Given exercise
Reproduce verbatim the stretch of the entries below that opens with the line containing "Please drop a marker on every instance of the mercedes" and closes with the line containing "<point>775,445</point>", including both of those lines.

Material provided
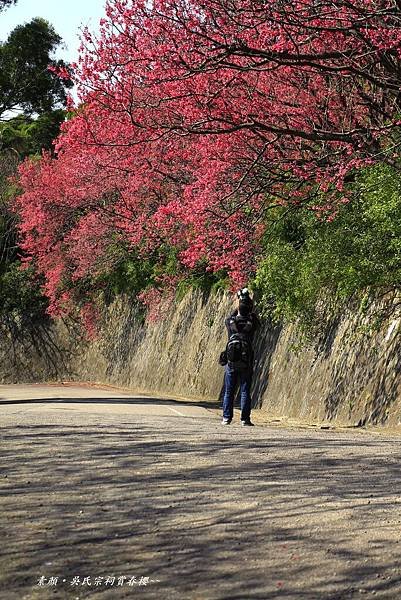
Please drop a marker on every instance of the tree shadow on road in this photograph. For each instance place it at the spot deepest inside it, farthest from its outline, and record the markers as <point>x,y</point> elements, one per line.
<point>210,514</point>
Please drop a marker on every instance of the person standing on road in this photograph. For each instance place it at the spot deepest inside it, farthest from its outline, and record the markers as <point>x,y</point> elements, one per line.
<point>241,326</point>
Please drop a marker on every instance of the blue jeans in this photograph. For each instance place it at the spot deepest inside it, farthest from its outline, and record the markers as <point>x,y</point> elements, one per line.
<point>231,379</point>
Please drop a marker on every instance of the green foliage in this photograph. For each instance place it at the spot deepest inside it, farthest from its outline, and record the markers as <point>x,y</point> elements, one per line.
<point>305,260</point>
<point>6,3</point>
<point>25,81</point>
<point>21,300</point>
<point>30,136</point>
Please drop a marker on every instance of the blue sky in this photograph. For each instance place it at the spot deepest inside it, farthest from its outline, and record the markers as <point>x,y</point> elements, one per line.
<point>67,17</point>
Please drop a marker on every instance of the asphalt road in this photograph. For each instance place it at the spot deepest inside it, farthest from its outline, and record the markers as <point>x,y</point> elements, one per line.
<point>109,495</point>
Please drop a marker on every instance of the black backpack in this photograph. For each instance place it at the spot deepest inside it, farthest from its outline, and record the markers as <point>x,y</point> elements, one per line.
<point>238,349</point>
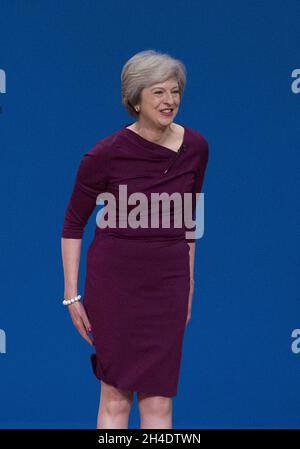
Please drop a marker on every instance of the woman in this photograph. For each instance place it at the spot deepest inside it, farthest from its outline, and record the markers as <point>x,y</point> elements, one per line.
<point>139,281</point>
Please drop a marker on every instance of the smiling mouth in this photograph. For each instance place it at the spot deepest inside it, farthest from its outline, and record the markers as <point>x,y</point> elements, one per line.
<point>166,111</point>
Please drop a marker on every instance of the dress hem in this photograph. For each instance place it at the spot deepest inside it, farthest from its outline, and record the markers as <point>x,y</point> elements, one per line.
<point>100,376</point>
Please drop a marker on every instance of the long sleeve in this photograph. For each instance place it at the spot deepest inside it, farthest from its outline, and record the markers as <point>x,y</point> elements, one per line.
<point>199,178</point>
<point>91,179</point>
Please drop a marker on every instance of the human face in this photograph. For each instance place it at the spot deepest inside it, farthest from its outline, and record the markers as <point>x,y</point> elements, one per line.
<point>157,97</point>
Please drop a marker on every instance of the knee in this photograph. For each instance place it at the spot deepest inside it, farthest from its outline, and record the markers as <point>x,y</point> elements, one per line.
<point>116,407</point>
<point>155,406</point>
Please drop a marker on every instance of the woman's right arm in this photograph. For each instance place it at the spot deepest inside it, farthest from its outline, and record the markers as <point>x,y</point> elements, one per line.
<point>71,249</point>
<point>90,181</point>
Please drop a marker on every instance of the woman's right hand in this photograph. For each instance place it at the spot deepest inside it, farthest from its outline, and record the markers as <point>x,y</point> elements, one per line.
<point>80,320</point>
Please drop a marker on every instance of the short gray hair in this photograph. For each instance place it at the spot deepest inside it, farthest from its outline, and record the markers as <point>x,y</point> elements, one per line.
<point>144,69</point>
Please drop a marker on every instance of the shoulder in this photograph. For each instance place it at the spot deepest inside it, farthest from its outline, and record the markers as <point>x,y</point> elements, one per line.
<point>197,136</point>
<point>102,147</point>
<point>199,142</point>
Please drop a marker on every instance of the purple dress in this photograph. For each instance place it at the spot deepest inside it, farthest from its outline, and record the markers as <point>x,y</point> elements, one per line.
<point>137,280</point>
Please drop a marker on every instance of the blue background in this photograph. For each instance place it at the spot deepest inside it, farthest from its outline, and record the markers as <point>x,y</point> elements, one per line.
<point>63,61</point>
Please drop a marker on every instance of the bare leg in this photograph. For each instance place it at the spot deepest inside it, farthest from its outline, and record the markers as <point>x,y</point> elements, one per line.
<point>114,407</point>
<point>155,411</point>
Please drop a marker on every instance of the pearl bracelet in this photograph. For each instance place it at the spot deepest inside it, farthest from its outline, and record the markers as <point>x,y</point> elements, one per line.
<point>67,302</point>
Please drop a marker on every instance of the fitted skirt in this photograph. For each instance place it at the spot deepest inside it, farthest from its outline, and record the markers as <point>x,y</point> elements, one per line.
<point>136,297</point>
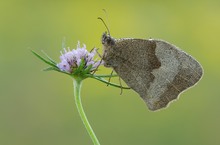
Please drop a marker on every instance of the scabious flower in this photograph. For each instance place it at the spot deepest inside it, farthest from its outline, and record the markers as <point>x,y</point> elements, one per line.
<point>73,59</point>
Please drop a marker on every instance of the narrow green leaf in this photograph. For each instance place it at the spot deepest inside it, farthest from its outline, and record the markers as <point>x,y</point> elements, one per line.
<point>109,83</point>
<point>43,59</point>
<point>49,58</point>
<point>88,69</point>
<point>51,68</point>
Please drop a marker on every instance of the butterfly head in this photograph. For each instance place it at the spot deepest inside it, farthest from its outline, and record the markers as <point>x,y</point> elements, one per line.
<point>107,40</point>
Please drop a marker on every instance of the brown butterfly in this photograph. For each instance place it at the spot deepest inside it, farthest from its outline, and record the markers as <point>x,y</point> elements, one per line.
<point>157,70</point>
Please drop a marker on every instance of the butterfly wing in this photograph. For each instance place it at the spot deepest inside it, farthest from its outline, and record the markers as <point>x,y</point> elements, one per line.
<point>156,70</point>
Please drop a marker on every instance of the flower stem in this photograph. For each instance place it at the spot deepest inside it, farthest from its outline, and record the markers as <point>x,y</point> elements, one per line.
<point>77,87</point>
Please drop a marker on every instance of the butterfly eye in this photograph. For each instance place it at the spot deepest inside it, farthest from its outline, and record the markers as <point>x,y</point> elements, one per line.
<point>107,40</point>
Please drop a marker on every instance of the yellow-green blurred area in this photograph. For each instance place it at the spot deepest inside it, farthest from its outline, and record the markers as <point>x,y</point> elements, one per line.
<point>37,108</point>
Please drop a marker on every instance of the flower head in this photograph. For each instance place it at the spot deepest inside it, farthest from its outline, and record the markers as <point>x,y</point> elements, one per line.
<point>73,59</point>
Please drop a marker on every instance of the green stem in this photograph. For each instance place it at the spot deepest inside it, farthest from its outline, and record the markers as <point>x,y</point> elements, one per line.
<point>77,87</point>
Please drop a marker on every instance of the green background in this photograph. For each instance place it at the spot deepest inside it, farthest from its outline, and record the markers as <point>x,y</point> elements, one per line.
<point>37,108</point>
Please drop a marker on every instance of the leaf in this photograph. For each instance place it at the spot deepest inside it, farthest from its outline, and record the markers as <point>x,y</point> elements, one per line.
<point>109,83</point>
<point>43,59</point>
<point>51,68</point>
<point>88,69</point>
<point>49,58</point>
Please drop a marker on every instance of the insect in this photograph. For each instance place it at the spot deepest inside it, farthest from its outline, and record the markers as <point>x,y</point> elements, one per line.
<point>157,70</point>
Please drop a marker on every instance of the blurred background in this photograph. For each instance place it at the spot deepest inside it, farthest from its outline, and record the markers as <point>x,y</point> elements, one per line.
<point>37,108</point>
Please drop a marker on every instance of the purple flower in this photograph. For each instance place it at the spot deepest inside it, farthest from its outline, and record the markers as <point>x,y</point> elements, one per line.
<point>71,59</point>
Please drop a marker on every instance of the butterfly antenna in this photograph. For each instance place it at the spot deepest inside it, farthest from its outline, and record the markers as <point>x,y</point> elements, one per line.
<point>121,86</point>
<point>104,24</point>
<point>99,62</point>
<point>110,78</point>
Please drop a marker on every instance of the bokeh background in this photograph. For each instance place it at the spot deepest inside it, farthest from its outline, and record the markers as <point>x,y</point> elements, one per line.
<point>37,108</point>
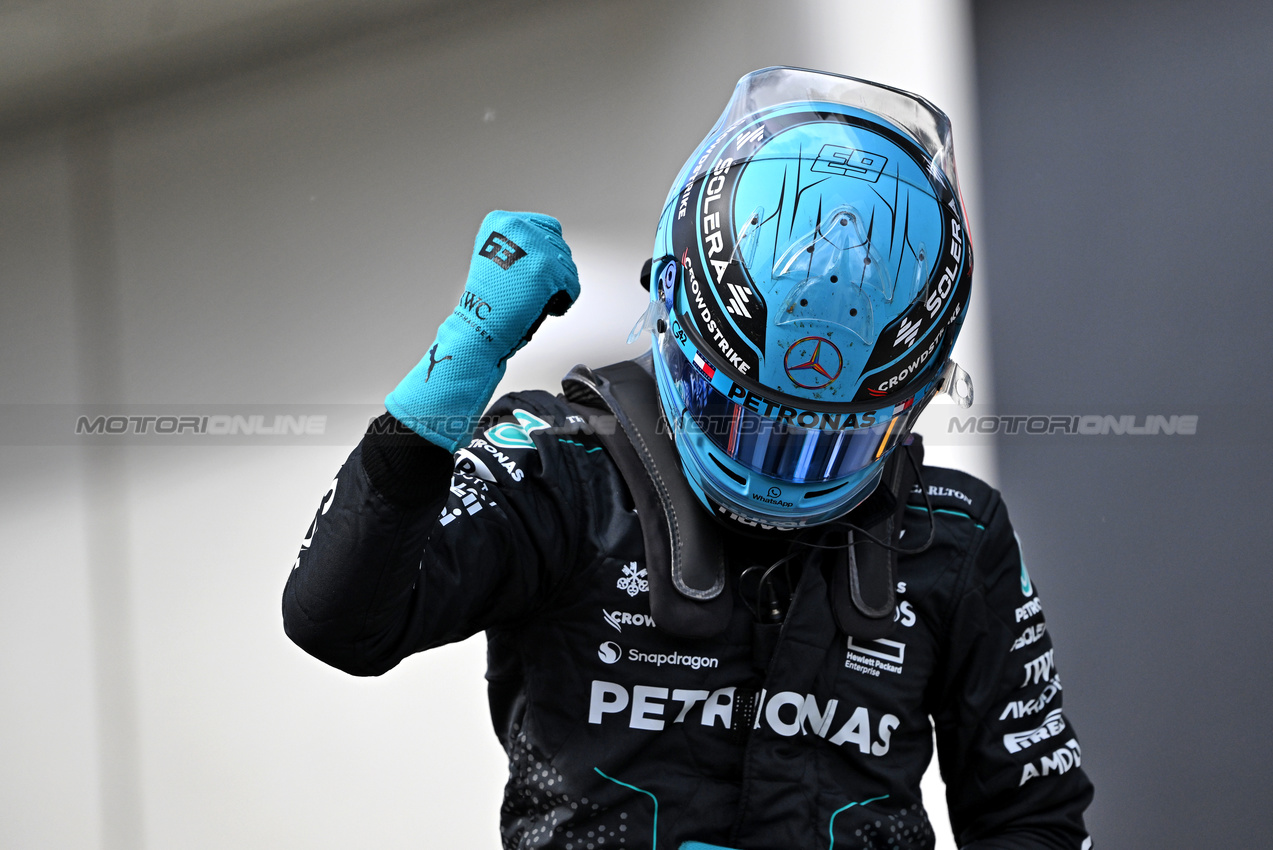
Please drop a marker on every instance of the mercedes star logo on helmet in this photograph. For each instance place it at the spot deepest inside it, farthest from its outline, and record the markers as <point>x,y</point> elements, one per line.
<point>812,363</point>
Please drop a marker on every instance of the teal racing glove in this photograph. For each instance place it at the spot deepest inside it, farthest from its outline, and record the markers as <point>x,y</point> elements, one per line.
<point>521,272</point>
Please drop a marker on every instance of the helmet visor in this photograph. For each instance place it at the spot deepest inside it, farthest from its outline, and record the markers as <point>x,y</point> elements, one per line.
<point>775,445</point>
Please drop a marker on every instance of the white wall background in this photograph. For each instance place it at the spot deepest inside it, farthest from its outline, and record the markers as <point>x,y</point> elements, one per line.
<point>292,236</point>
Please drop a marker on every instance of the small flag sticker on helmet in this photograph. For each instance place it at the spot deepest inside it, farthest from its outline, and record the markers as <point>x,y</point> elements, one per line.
<point>704,367</point>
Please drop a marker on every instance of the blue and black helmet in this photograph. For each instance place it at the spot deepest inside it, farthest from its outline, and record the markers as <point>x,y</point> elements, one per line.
<point>811,272</point>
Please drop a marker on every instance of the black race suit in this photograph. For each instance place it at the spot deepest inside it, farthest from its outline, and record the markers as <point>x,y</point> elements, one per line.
<point>787,737</point>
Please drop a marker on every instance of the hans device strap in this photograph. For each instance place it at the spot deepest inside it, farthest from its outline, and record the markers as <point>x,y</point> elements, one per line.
<point>684,554</point>
<point>863,584</point>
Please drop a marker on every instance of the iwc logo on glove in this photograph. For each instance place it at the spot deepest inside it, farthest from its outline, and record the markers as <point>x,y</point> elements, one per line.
<point>500,250</point>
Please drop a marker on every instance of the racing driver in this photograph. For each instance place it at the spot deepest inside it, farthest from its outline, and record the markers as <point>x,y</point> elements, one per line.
<point>727,606</point>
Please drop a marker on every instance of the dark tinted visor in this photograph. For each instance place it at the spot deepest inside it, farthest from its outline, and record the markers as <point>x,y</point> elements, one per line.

Answer
Please drop a marker on every instance of the mercedes star logo on helmet in this photograph. For each instance place it at the spot deepest inside it, farthest from its outline, and record the markers as <point>x,y</point> elements, one per line.
<point>812,363</point>
Please drop a marker on every instance of the teal racing glove in this photograph. For each instance place it at the spot deepest inside it, farthest from its outline, and record the markers as <point>x,y</point> elements, one per line.
<point>521,272</point>
Please drop a marker on every instance of the helmet visor in this photograph. For each instance place it at the spot deepest inside it, farthest from its outline, and record the markers as <point>x,y</point> elements, one per line.
<point>775,445</point>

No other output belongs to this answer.